Vorliegender Text ▸
------

Edward Hopper war in seinen Gemälden vom Film inspiriert und er inspirierte etliche Filmemacher, aber auf die verwegene Idee, Bilder von Hopper im Film möglichst originalgetreu nachzustellen kam vor Gustav Deutsch noch niemand. Er nahm dreizehn Gemälde und die Filmbilder unterscheiden sich nur in Details von den Originalen. Es sind, in der Reihenfolge der filmischen Präsentation:
Sitzabteil (Chair Car, 1965)
Hotelzimmer (Hotel Room, 1931)
Zimmer in New York (Room in New York, 1940)
Kino in New York (New York Movie, 1939)
Nachts im Büro (Office at Night, 1940)
Hotelhalle (Hotel Lobby, 1943)
Morgensonne (Morning Sun, 1952)
Sonnenlicht auf braunem Sandstein (Sunlight on Brownstone, 1956)
Motel im Westen (Western Motel, 1957)
Exkursion in die Philosophie (Excursion into Philosophy, 1959)
Eine Frau in der Sonne (A Woman in the Sun, 1961)
Pause (Intermission, 1963)
Sonne in einem leeren Raum (Sun in an Empty Room, 1963)

------

Datenauszug ▸
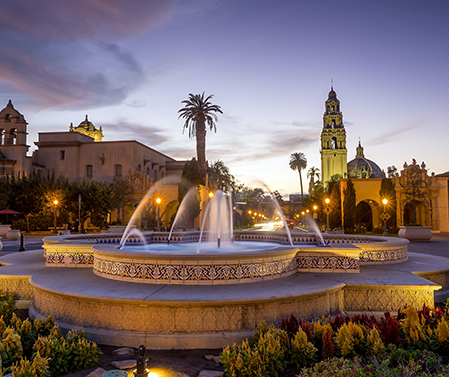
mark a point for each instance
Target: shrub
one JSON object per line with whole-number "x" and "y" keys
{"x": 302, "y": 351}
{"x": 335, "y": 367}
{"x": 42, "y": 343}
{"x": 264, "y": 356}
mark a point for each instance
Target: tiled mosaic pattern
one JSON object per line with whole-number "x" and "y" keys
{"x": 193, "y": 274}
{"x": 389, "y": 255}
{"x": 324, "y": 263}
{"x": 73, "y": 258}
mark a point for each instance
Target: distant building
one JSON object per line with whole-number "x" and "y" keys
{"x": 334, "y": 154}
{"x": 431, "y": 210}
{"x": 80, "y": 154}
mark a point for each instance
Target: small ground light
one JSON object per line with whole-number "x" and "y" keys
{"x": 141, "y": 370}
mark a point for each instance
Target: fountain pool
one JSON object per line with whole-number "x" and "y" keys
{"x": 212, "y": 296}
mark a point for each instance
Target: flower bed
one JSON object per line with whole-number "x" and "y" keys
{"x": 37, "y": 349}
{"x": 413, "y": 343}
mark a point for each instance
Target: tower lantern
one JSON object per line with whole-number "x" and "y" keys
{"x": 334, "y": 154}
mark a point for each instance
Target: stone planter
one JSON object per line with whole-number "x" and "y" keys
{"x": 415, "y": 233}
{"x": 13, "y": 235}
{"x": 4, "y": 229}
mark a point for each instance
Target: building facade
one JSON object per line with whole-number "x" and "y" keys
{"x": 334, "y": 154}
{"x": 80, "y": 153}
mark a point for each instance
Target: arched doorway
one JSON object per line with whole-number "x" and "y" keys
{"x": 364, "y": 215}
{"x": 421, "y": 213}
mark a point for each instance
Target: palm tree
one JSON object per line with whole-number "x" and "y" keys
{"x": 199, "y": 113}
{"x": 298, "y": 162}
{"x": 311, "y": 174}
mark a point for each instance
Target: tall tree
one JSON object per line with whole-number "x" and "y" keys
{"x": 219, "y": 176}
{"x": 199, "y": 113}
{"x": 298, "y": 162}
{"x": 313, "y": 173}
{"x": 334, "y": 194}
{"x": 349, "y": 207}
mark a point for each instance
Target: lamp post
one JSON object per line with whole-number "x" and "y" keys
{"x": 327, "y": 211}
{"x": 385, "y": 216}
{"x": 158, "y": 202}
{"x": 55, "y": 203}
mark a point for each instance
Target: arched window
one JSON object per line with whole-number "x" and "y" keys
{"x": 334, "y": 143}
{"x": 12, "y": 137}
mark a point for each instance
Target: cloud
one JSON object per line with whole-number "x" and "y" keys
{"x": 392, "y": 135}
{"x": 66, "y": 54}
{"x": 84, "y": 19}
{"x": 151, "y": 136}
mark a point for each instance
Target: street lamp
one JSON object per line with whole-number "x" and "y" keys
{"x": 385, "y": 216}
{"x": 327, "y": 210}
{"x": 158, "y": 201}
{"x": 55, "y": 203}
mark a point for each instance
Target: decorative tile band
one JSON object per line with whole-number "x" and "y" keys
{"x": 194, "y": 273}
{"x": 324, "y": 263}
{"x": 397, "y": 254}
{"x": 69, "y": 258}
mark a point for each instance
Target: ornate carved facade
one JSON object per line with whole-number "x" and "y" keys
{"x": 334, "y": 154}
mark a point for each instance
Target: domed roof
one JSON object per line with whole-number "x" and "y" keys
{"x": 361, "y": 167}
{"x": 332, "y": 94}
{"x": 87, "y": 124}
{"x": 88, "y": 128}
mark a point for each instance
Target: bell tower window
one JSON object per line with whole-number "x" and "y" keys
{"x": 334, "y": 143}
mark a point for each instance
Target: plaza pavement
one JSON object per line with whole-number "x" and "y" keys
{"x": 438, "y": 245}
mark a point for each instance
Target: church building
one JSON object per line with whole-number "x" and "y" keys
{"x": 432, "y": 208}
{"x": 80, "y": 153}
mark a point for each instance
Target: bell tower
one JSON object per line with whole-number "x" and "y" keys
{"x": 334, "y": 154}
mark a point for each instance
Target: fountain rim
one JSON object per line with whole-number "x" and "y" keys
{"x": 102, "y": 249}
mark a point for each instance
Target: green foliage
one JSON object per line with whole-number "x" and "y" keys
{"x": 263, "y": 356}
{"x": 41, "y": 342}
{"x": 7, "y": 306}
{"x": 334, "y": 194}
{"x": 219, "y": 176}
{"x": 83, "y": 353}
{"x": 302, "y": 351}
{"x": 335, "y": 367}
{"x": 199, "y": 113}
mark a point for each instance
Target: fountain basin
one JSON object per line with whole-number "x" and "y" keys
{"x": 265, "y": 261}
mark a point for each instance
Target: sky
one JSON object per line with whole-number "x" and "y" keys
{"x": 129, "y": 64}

------

Zu erledigen ▸
**1)** Beantworte zum Text über Hopper im Film diese Fragen:
(a) Wie viele Gemälde nahm Gustav Deutsch?
(b) Welches Gemälde steht in der Reihenfolge der filmischen Präsentation an erster Stelle?
(c) Aus welchem Jahr stammt „Morgensonne“?
**2)** Gib bitte aus dem Text über Hopper im Film den Abschnitt wortgetreu wieder, beginnend mit „Motel im Westen“ und weiter bis einschließlich „Pause (Intermission, 1963)“.
Die Einträge sind hierfür ohne Belang.

Lösungen ▸
**1)**
(a) Dreizehn.
(b) Sitzabteil (Chair Car, 1965).
(c) 1952.

**2)**
Motel im Westen (Western Motel, 1957)
Exkursion in die Philosophie (Excursion into Philosophy, 1959)
Eine Frau in der Sonne (A Woman in the Sun, 1961)
Pause (Intermission, 1963)